_Assignment_: Where "wooden" occurs in a line of the entries below, copy that line.

[Records from a collection]

····················

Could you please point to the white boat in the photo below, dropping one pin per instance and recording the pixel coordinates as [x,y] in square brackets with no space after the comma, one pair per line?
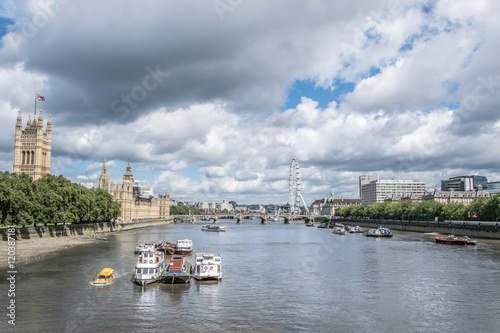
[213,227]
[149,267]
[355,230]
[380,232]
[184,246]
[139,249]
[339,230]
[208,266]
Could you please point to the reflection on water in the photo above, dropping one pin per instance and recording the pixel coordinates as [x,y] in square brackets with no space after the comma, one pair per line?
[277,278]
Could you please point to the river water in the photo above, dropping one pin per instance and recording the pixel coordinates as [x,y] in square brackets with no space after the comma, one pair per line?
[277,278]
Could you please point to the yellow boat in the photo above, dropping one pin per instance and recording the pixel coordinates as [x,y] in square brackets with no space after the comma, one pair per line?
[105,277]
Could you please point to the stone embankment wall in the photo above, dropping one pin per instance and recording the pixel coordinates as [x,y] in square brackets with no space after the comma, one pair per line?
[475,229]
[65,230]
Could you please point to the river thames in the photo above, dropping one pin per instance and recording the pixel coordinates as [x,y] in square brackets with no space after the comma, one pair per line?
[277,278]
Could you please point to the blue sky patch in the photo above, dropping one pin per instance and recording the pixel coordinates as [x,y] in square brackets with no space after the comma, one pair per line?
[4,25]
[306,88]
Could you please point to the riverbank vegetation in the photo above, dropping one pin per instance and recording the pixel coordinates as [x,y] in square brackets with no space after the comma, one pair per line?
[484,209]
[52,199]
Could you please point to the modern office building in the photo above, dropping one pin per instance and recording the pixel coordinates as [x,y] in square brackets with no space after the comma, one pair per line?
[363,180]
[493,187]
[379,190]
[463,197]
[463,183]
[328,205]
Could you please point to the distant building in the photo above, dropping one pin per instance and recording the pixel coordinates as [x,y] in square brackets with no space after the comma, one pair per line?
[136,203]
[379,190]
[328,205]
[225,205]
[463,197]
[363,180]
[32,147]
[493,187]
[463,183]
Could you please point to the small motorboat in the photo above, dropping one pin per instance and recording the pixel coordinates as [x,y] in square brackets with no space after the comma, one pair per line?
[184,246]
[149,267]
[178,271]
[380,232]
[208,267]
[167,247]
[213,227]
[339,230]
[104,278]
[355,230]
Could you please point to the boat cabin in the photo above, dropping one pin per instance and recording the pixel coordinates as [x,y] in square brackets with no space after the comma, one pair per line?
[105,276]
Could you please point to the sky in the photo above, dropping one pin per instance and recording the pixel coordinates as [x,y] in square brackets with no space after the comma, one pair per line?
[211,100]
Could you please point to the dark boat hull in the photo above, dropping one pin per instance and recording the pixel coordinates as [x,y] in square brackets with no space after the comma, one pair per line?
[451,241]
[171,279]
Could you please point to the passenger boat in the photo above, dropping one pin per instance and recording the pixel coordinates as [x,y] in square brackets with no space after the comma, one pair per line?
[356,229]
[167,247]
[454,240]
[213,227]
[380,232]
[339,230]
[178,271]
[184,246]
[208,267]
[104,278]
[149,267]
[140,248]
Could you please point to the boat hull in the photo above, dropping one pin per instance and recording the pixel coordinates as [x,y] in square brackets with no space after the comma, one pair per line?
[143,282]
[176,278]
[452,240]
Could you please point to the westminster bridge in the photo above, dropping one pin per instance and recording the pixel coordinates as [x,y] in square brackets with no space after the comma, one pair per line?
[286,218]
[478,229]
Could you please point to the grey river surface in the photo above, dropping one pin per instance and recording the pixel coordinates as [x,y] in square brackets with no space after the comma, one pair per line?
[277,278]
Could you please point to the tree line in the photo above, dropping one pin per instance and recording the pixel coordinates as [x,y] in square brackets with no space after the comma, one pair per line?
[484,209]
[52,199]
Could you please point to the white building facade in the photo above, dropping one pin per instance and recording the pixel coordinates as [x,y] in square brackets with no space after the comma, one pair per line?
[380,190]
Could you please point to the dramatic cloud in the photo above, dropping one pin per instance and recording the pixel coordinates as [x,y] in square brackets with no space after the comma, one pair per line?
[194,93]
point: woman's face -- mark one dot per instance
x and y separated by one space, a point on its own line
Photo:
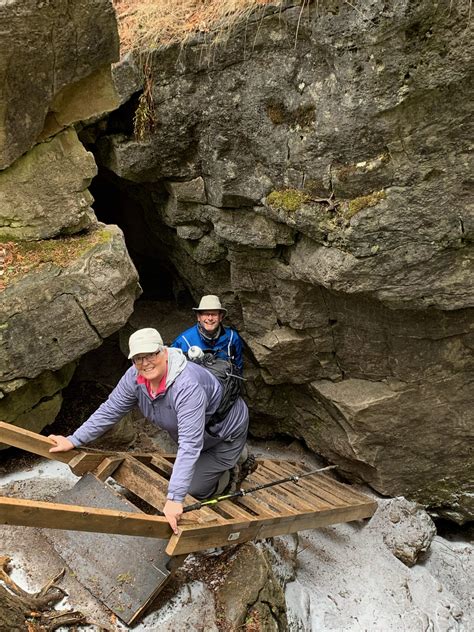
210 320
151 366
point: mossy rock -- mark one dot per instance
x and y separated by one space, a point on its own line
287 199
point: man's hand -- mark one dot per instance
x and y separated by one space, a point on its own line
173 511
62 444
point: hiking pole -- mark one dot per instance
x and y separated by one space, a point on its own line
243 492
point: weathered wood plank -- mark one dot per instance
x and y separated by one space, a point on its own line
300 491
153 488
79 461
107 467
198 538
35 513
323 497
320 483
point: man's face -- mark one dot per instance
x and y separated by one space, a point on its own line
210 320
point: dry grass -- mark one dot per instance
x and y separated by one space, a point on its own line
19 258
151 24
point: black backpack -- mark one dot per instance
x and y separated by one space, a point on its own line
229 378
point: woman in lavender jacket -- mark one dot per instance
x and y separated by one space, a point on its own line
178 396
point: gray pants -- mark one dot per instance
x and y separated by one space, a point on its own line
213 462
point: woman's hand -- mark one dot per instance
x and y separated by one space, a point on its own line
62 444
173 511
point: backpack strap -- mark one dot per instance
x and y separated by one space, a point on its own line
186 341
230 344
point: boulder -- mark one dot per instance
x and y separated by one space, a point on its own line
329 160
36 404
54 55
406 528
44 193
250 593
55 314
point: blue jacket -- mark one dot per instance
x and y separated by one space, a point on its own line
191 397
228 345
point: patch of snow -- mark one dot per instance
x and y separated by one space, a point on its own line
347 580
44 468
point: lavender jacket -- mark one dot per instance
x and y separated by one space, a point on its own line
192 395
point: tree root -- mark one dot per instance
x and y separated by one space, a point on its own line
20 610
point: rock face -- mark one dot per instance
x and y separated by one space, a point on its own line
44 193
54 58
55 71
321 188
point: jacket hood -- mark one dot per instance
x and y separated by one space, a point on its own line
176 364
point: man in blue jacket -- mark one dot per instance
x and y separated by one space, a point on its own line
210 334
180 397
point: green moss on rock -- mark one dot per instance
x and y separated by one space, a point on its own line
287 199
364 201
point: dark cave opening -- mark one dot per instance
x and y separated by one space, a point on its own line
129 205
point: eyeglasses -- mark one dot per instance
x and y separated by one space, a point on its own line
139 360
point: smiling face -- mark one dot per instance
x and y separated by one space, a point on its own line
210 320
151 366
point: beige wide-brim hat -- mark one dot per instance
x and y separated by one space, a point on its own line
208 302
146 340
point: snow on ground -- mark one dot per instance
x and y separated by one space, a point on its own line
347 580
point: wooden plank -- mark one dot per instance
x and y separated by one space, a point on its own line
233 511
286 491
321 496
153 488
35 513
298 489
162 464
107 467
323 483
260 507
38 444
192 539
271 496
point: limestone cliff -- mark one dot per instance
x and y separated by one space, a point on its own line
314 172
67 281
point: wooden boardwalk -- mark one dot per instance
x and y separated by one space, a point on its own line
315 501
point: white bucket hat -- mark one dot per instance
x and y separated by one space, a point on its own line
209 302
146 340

····················

_Answer space_:
point: wooden plank -- mark one dot per instance
point: wooden boardwalk -- mark one dot per instance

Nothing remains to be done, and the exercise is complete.